(SOURCE PASSAGE begins)

Leader of Reform UK in the London Assembly
- Incumbent
- Assumed office 6 May 2024
- Leader: Richard Tice Nigel Farage
- Preceded by: Office established

Member of the London Assembly as an additional member
- Incumbent
- Assumed office 6 May 2024

Member of Redbridge London Borough Council for Wanstead
- In office 23 April 2009 – 22 May 2014

Personal details
- Born: February 1984 (age 42) Colchester, Essex, England
- Party: Reform UK (since 2020)
- Other political affiliations: Conservative (1999–2020)

= Alex Wilson (British politician) =

British politician and businessman (born 1984)

Alexander James Wilson (born February 1984) is a British politician, serving as a Member of the London Assembly (AM) for Londonwide since 2024. He is a member of Reform UK. He was previously a member of the Conservative Party for over twenty years and a Conservative Party councillor.

==Political career==
===Conservative Party===
Wilson served as a Conservative Party on Redbridge London Borough Council from 2009 to 2014. He was asked to resign from his cabinet position by council leader Keith Prince and implied he had been accused of not dedicating enough time to his portfolio.

===Reform UK===
====Defection====
In 2020, after 21 years as a Conservative Party member, Wilson defected to Reform UK. He told the Evening Standard: "Lockdown was what drove me out [of the Tories], but then since then, it's high tax, it's net zero, it's not controlling the borders - it's all these kinds of issues which make me not even want to think about going back. " In November of 2025 Wilson joined a group of Reform figures in a visit to Israel where he visited a settlement at Golan Heights - a place the UK government considers part of Syria. Wilson disclosed that Israel's foreign ministry had spent £4861 on his visit.

====Parliamentary and local candidacies====

Wilson ran in the North East constituency at the 2021 London Assembly election, coming fifth with 4,251 votes (1.9%).
He later contested the June 2021 Chesham and Amersham by-election, receiving 1.1% of the vote.

At the 2022 Redbridge London Borough Council election, he came second-to-last in the Bridge ward, polling 274 votes.

Wilson was the Reform candidate for the parliamentary constituency of Ilford North in the 2024 UK general election, where he finished fourth with 3,621 votes.

====Member of the London Assembly====
For the 2024 London Assembly election, Wilson stood in Havering and Redbridge, coming third, and receiving 19,696 votes.
He was also the lead candidate on the Reform list for the London-wide region, and was the party's only candidate to be elected. At the time of his election, Wilson had been working as a pollster for Reform.

== Business career ==
Wilson is the sole director of Psephos Consulting, a public relations and communications firm established in 2017 and specialising in the property development industry.

(SOURCE PASSAGE ends)
(PROVIDED INFORMATION begins)

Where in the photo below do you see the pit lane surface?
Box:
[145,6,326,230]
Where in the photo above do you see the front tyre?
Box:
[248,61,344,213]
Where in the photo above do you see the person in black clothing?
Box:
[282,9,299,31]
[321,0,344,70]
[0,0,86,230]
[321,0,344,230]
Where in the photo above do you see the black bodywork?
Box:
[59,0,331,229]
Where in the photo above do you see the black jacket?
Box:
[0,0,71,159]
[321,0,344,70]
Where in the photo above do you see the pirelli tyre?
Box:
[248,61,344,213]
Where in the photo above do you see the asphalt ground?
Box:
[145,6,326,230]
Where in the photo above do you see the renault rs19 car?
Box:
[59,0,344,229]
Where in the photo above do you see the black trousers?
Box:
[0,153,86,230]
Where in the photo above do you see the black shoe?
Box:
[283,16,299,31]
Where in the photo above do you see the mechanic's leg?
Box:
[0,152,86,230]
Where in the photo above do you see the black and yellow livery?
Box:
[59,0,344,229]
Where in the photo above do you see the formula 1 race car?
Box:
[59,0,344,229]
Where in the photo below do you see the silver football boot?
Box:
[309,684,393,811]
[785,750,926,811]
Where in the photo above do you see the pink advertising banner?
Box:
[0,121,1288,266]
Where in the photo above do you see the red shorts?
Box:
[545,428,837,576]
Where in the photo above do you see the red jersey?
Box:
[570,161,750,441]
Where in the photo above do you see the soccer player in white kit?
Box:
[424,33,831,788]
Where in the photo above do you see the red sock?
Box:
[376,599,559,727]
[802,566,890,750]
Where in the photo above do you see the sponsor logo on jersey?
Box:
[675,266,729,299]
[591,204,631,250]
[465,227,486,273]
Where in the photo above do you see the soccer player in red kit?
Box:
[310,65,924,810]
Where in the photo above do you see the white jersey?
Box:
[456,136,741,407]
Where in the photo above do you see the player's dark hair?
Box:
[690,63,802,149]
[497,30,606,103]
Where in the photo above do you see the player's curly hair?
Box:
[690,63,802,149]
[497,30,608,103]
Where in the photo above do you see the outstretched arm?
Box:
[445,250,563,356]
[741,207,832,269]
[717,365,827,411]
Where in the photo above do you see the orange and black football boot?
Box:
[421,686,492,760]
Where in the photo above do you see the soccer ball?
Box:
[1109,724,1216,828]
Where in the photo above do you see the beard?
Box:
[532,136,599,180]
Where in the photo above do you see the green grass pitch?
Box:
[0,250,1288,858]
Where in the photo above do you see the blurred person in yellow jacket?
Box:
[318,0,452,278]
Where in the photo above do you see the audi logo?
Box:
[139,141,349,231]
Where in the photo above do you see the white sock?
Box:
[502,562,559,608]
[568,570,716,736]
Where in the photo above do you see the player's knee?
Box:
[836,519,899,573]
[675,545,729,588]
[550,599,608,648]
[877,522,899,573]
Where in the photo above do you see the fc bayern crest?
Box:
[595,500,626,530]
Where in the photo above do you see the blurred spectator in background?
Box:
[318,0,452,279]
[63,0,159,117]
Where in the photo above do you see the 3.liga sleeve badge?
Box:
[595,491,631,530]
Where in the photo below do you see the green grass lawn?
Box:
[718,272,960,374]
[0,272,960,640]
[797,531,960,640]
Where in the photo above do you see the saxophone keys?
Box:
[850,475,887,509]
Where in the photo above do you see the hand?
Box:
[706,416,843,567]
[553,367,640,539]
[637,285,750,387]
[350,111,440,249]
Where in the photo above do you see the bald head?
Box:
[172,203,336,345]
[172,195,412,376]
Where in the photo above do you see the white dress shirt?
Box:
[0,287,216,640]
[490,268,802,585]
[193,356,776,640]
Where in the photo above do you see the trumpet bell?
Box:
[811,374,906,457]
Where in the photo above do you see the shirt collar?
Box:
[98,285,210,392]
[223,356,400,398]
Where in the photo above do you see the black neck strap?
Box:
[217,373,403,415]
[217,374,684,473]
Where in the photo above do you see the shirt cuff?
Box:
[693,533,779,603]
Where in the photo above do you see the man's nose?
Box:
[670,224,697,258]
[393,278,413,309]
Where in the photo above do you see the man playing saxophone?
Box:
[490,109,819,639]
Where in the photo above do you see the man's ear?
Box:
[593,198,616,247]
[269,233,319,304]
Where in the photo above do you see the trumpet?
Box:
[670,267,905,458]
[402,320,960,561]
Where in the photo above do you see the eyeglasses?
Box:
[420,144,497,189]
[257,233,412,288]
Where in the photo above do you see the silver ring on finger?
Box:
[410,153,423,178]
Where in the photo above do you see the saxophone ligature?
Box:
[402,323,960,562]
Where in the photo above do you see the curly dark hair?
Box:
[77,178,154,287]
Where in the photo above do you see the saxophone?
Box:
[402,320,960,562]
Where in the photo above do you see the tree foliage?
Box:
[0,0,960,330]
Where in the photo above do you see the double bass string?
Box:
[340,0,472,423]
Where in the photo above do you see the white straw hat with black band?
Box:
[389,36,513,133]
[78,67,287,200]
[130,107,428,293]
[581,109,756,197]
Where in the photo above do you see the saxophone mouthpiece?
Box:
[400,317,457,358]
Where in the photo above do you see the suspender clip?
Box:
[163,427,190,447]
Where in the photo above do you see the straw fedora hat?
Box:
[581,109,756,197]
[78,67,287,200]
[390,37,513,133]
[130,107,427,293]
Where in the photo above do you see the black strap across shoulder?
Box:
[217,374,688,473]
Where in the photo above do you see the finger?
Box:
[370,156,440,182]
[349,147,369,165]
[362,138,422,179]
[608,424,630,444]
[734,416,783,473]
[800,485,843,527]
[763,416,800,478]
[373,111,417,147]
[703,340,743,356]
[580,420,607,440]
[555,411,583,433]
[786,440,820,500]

(PROVIDED INFORMATION ends)

**BRIEF 1:** Repeat the part of the Alex Wilson biography from "At the 2022" up to and including "receiving 19,696 votes.".
**BRIEF 2:** According to the Alex Wilson biography, how many votes did Wilson receive in Havering and Redbridge at the 2024 London Assembly election?
**BRIEF 3:** Translate this sentence from the Alex Wilson biography into Spanish: "Wilson is the sole director of Psephos Consulting, a public relations and communications firm established in 2017 and specialising in the property development industry."

**REPLY 1:**
At the 2022 Redbridge London Borough Council election, he came second-to-last in the Bridge ward, polling 274 votes.

Wilson was the Reform candidate for the parliamentary constituency of Ilford North in the 2024 UK general election, where he finished fourth with 3,621 votes.

====Member of the London Assembly====
For the 2024 London Assembly election, Wilson stood in Havering and Redbridge, coming third, and receiving 19,696 votes.

**REPLY 2:** He received 19,696 votes.

**REPLY 3:** Wilson es el único director de Psephos Consulting, una empresa de relaciones públicas y comunicación fundada en 2017 y especializada en el sector del desarrollo inmobiliario.